■ Exercise prompt
Extract every record, keeping each one exactly as it is.

■ Task input
"""

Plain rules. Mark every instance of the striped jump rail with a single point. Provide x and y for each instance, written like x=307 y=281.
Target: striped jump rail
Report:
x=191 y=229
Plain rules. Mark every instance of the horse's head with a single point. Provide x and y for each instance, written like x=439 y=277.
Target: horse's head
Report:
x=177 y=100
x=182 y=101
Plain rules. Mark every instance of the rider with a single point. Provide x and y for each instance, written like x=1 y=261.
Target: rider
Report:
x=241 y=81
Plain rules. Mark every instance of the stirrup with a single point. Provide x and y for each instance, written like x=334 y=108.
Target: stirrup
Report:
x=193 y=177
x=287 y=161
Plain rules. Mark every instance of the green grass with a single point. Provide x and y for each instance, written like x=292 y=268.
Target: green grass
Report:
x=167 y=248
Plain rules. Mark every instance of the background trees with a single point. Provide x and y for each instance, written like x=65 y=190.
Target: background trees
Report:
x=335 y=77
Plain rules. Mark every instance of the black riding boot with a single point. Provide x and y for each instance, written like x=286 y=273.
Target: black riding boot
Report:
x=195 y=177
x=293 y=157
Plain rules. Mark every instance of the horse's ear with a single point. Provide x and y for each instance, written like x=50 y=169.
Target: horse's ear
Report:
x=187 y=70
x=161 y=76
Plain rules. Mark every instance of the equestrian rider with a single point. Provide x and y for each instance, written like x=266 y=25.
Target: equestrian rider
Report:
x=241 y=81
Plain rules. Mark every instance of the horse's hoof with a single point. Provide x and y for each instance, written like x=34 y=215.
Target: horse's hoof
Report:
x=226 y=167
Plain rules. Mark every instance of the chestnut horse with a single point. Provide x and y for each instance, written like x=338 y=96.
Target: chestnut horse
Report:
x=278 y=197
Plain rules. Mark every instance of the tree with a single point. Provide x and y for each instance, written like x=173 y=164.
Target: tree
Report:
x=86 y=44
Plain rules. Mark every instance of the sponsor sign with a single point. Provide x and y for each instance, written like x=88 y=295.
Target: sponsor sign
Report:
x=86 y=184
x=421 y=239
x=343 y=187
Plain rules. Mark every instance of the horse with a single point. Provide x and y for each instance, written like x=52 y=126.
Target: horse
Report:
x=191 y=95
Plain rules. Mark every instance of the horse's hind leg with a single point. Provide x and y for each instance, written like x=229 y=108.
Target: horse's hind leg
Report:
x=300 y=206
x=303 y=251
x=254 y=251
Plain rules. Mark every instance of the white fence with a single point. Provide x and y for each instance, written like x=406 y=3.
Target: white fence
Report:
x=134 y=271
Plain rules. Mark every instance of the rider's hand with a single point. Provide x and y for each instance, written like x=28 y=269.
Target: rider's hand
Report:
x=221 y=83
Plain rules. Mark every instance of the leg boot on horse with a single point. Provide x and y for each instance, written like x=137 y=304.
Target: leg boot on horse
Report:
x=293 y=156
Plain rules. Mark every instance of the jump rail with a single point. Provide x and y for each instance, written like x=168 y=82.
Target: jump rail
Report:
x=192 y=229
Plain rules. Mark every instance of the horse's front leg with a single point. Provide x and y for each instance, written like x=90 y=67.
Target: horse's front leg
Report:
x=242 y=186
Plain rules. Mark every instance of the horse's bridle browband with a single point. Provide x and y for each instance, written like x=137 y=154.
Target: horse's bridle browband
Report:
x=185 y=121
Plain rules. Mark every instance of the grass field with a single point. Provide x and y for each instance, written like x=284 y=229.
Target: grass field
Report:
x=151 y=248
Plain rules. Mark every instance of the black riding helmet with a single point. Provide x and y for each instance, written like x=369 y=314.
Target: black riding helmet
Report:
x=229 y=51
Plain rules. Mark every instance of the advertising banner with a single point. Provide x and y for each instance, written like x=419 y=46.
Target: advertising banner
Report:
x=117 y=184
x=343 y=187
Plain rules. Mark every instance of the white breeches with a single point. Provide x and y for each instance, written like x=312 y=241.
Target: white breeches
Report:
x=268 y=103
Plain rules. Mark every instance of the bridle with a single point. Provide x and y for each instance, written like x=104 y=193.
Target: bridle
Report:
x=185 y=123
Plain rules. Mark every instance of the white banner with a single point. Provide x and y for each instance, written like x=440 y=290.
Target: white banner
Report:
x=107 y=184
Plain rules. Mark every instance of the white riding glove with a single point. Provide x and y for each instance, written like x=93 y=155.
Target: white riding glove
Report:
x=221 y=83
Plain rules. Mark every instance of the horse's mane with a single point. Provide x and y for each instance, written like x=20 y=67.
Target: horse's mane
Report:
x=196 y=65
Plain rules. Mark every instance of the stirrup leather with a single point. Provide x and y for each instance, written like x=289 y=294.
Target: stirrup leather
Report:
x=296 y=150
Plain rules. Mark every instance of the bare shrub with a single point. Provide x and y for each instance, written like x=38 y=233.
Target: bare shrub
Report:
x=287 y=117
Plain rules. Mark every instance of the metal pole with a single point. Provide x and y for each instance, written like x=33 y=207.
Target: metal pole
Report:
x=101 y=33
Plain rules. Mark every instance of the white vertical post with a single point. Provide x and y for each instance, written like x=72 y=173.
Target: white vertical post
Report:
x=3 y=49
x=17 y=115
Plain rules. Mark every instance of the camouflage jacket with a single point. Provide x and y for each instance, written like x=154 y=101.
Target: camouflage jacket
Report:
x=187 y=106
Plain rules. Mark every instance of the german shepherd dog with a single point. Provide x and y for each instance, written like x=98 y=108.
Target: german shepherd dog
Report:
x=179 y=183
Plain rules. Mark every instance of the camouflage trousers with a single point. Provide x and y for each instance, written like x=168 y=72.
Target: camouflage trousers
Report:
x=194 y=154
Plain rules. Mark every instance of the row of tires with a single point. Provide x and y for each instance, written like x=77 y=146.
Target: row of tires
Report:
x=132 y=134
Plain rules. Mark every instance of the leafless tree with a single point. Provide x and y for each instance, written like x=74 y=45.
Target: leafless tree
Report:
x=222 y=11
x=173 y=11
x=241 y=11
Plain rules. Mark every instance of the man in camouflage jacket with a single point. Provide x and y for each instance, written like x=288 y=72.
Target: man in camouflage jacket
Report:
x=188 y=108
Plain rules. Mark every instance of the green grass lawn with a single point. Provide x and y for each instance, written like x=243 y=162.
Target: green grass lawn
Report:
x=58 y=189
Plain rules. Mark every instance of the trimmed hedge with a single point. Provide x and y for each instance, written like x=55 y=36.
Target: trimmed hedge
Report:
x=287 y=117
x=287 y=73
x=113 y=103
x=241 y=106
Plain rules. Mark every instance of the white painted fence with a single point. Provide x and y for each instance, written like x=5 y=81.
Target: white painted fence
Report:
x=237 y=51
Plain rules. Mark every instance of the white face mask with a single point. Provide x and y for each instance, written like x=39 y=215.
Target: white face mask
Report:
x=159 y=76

"""

■ Response to the exercise
Plain rules. Mark every instance of the striped jump rail with a single point. Provide x and y for each instance, written like x=307 y=281.
Target: striped jump rail
Report:
x=191 y=229
Plain rules. Mark every instance of the horse's head with a single point. Provide x and y for each instance, written like x=439 y=277.
Target: horse's head
Report:
x=177 y=100
x=182 y=101
Plain rules. Mark every instance of the rider with a single point. Provide x and y for each instance, written like x=1 y=261.
Target: rider
Report:
x=241 y=81
Plain rules. Mark every instance of the stirrup with a single point. Provide x and y for each instance, written like x=334 y=108.
Target: stirrup
Report:
x=193 y=177
x=287 y=161
Plain rules. Mark every instance of the green grass with a single point. Provide x and y for each instance, written like x=292 y=268.
Target: green grass
Report:
x=167 y=248
Plain rules. Mark every instance of the background trees with a single point. Provide x and y for each instance, written like x=65 y=190.
Target: background trees
Report:
x=335 y=77
Plain rules. Mark every instance of the black riding boot with a single point. Provide x and y for each instance, written like x=286 y=273.
Target: black riding boot
Report:
x=195 y=177
x=293 y=157
Plain rules. Mark every instance of the horse's ear with a single point. Provide x and y for each instance, written like x=50 y=169.
Target: horse's ear
Report:
x=187 y=70
x=161 y=76
Plain rules. Mark every instance of the equestrian rider with a single point. Provide x and y for each instance, written like x=266 y=25.
Target: equestrian rider
Report:
x=241 y=81
Plain rules. Mark every instance of the horse's hoof with a single point. Provide x and y for each instance, written like x=34 y=215.
Target: horse's hoof
Report:
x=226 y=167
Plain rules. Mark every instance of the chestnut horse with a single point. Provide x and y for each instance, written like x=338 y=96.
Target: chestnut horse
Report:
x=278 y=197
Plain rules. Mark every instance of the tree with a single point. Provide x and y for each instance, written like x=173 y=164.
Target: tree
Report:
x=86 y=44
Plain rules. Mark every instance of the sponsor sign with a single point. Provide x and y for each instance, written like x=88 y=295.
Target: sponsor sign
Report:
x=86 y=184
x=421 y=239
x=343 y=187
Plain rules. Mark every instance of the horse with a single point. Provide x and y for each instance, written like x=52 y=126.
Target: horse
Report:
x=191 y=95
Plain rules. Mark every instance of the horse's hind leg with a single point. Provide x and y for each instance, written like x=229 y=108.
Target: horse's hind leg
Report:
x=300 y=206
x=303 y=251
x=254 y=251
Plain rules. Mark every instance of the white fence with a single point. Provide x and y for each instance, written like x=406 y=3.
Target: white fence
Report:
x=134 y=271
Plain rules. Mark every instance of the rider's hand with a single point. Provide x and y for each instance, written like x=28 y=269.
Target: rider's hand
Report:
x=221 y=83
Plain rules. Mark every instance of the leg boot on horse with a single point. Provide x and y for each instance, written like x=137 y=304.
Target: leg boot on horse
Report:
x=293 y=156
Plain rules. Mark every instance of the jump rail with a single point. Provide x and y for each instance, written like x=168 y=82.
Target: jump rail
Report:
x=192 y=229
Plain rules. Mark every instance of the horse's front leg with a single point. Provide x and y for each instance, written like x=90 y=67.
Target: horse's front leg
Report:
x=242 y=186
Plain rules. Mark every instance of the horse's bridle browband with a single point. Provide x and y for each instance, written like x=137 y=154.
Target: horse's bridle browband
Report:
x=185 y=121
Plain rules. Mark every instance of the grass field with a single point. Provide x and y for each instance, written like x=284 y=229.
Target: grass field
Report:
x=151 y=248
Plain rules. Mark every instance of the black riding helmet with a single point. Provide x and y for each instance, written like x=369 y=314.
Target: black riding helmet
Report:
x=229 y=51
Plain rules. Mark every instance of the advertising banner with a single point. Provide x and y for each instance, written like x=419 y=46.
Target: advertising banner
Report:
x=117 y=184
x=343 y=187
Plain rules. Mark every instance of the white breeches with a single point. Provide x and y for each instance, written like x=312 y=241.
Target: white breeches
Report:
x=268 y=103
Plain rules. Mark every instance of the bridle with a single point. Provide x and y for each instance, written like x=104 y=193.
Target: bridle
Report:
x=185 y=123
Plain rules. Mark every instance of the white banner with a single point. Provide x and y for each instance, written like x=440 y=290.
Target: white banner
Report:
x=107 y=184
Plain rules. Mark every instance of the white riding glove with a single point. Provide x and y for each instance, written like x=93 y=155.
Target: white riding glove
Report:
x=221 y=83
Plain rules. Mark every instance of the horse's mane with a single point. Provide x and y for each instance, written like x=20 y=67.
Target: horse's mane
Report:
x=196 y=65
Plain rules. Mark every instance of the stirrup leather with a single point. Provide x and y for each instance, written like x=289 y=294.
Target: stirrup leather
Report:
x=296 y=150
Plain rules. Mark every instance of the bare shrub with a single point. Provide x and y for each instance, written like x=38 y=233.
Target: bare shrub
Report:
x=287 y=117
Plain rules. Mark every instance of the metal pole with a single point. Provide x and y for each instance, written like x=33 y=207.
Target: metal pole
Report:
x=101 y=33
Plain rules. Mark every instance of the white vertical post with a single point. Provide x and y for each instance, written like x=72 y=173.
Target: white vertical post
Report:
x=3 y=49
x=17 y=115
Plain rules. Mark every instance of the camouflage jacket with a single point. Provide x and y for each instance, written like x=154 y=101.
Target: camouflage jacket
Report:
x=187 y=106
Plain rules. Mark every instance of the german shepherd dog with a single point. Provide x and y for each instance, written like x=98 y=108.
Target: german shepherd dog
Report:
x=179 y=183
Plain rules. Mark every instance of the camouflage trousers with a single point. Provide x and y for each instance, written like x=168 y=72.
Target: camouflage trousers
Report:
x=194 y=154
Plain rules. Mark every instance of the row of tires with a single point. Provide x and y for each instance, written like x=77 y=146.
Target: row of tires
Report:
x=132 y=134
Plain rules. Mark every instance of the leafless tree with a single point. Provide x and y for each instance, written like x=74 y=45.
Target: leafless tree
Report:
x=222 y=11
x=173 y=11
x=241 y=11
Plain rules. Mark every instance of the man in camouflage jacket with a single point. Provide x and y for each instance, written like x=288 y=72.
Target: man in camouflage jacket
Report:
x=188 y=108
Plain rules. Mark every instance of the green grass lawn with a single point. Provide x and y for each instance, written like x=243 y=162.
Target: green grass lawn
Report:
x=58 y=189
Plain rules. Mark every instance of the trimmed hedge with a single point. Provide x and y for each instance, written like x=55 y=36.
Target: trimmed hedge
Report:
x=287 y=117
x=287 y=73
x=113 y=103
x=241 y=106
Plain rules. Mark every instance of the white painted fence with a single point. Provide x and y for each instance, written like x=5 y=81.
Target: white painted fence
Report:
x=237 y=51
Plain rules. Mark every instance of the white face mask with a single point. Provide x and y for each instance, written like x=39 y=215.
Target: white face mask
Report:
x=159 y=76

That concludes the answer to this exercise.